(What this task involves)
What you return should match the data below exactly, with every entry reproduced.

(The data)
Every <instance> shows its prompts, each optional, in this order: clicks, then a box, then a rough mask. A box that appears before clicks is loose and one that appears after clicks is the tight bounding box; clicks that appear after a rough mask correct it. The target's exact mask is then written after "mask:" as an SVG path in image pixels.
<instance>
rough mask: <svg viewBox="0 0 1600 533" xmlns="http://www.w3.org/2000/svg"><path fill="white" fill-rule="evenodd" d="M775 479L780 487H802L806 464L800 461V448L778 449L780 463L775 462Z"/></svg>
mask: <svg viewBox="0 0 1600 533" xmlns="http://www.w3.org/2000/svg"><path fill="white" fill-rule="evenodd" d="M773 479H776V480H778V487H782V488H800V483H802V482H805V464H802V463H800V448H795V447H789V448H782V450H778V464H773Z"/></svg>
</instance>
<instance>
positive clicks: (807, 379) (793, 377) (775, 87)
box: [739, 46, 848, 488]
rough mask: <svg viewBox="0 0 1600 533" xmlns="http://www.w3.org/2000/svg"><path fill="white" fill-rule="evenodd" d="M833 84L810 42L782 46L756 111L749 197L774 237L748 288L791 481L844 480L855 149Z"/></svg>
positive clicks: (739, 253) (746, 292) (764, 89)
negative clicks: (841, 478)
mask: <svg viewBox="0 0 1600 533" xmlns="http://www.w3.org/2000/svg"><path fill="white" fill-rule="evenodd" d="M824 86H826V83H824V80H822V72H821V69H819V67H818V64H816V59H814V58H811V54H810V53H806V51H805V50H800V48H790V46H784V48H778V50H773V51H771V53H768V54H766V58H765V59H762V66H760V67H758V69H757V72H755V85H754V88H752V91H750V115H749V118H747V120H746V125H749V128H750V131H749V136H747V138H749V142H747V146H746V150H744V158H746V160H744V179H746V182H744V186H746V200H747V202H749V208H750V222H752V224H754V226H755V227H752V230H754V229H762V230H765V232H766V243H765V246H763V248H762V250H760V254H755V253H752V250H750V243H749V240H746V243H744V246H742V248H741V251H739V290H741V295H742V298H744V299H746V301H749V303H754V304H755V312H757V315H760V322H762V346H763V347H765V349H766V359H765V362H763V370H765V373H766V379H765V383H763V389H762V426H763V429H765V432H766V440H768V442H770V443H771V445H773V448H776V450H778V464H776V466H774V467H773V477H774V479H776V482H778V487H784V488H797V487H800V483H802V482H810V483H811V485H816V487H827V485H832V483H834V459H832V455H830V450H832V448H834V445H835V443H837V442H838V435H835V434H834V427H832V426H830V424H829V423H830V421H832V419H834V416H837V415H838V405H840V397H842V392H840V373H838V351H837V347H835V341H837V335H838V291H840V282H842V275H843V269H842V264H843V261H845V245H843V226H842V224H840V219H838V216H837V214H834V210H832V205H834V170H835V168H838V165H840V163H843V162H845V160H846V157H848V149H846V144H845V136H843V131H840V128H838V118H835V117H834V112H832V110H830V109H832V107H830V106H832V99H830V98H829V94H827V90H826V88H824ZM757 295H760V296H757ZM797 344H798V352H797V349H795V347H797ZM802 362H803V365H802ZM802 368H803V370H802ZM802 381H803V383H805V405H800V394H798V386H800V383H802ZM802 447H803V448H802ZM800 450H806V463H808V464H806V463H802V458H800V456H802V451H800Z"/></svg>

(Solution to the exercise)
Every <instance> shows its prompts, each optional, in this order: clicks, then a box, then a rough mask. A box that appears before clicks is loose and one that appears after clicks is the tight bounding box; clicks that appear after a rough mask correct it. The target's exact mask is then written after "mask:" as an SVG path in image pixels.
<instance>
rough mask: <svg viewBox="0 0 1600 533" xmlns="http://www.w3.org/2000/svg"><path fill="white" fill-rule="evenodd" d="M775 479L780 487H802L806 464L800 461V448L778 449L780 463L775 462Z"/></svg>
mask: <svg viewBox="0 0 1600 533" xmlns="http://www.w3.org/2000/svg"><path fill="white" fill-rule="evenodd" d="M773 479H776V480H778V487H782V488H800V483H802V482H805V464H802V463H800V448H795V447H789V448H782V450H778V464H773Z"/></svg>
</instance>
<instance>
positive clicks: (807, 379) (793, 377) (775, 87)
box: [739, 46, 848, 488]
rough mask: <svg viewBox="0 0 1600 533" xmlns="http://www.w3.org/2000/svg"><path fill="white" fill-rule="evenodd" d="M833 84L810 42L782 46L756 111L749 197L774 237L748 288L791 481L844 480L855 149Z"/></svg>
positive clicks: (739, 253) (746, 292) (764, 89)
negative clicks: (841, 478)
mask: <svg viewBox="0 0 1600 533" xmlns="http://www.w3.org/2000/svg"><path fill="white" fill-rule="evenodd" d="M824 86H826V83H824V80H822V72H821V69H819V67H818V64H816V59H814V58H811V54H810V53H806V51H805V50H800V48H790V46H784V48H778V50H773V51H771V53H768V54H766V58H765V59H762V66H760V67H758V69H757V72H755V85H754V88H752V91H750V115H749V118H747V120H746V125H749V128H750V131H749V136H747V138H749V142H747V146H746V150H744V158H746V160H744V179H746V182H744V186H746V200H747V202H749V208H750V222H752V224H754V226H755V227H752V230H754V229H762V230H765V232H766V243H765V246H763V248H762V250H760V254H755V253H752V250H750V243H749V240H746V243H744V246H742V248H741V251H739V290H741V295H742V298H744V299H746V301H749V303H754V304H755V312H757V315H760V322H762V346H763V347H765V349H766V359H765V362H763V370H765V373H766V379H765V383H763V389H762V426H763V429H765V432H766V440H768V442H770V443H771V445H773V448H776V450H778V464H776V466H774V467H773V477H774V479H776V482H778V487H784V488H797V487H800V483H802V482H810V483H811V485H816V487H827V485H832V483H834V459H832V455H830V450H832V448H834V445H835V443H837V442H838V435H835V434H834V427H832V426H830V424H829V423H830V421H832V419H834V416H837V415H838V405H840V397H842V392H840V373H838V351H837V347H835V341H837V335H838V291H840V282H842V275H843V269H842V264H843V261H845V245H843V226H842V224H840V219H838V216H837V214H834V210H832V205H834V170H835V168H838V165H840V163H843V162H845V160H846V157H848V149H846V144H845V136H843V131H840V128H838V118H835V117H834V112H832V110H830V109H832V107H830V106H832V99H830V98H829V94H827V90H826V88H824ZM757 295H760V296H757ZM797 344H798V352H797V349H795V347H797ZM802 362H803V365H802ZM802 368H803V370H802ZM802 381H803V383H805V405H800V394H798V386H800V383H802ZM802 447H803V448H802ZM800 450H806V463H808V464H806V463H802V458H800V456H802V451H800Z"/></svg>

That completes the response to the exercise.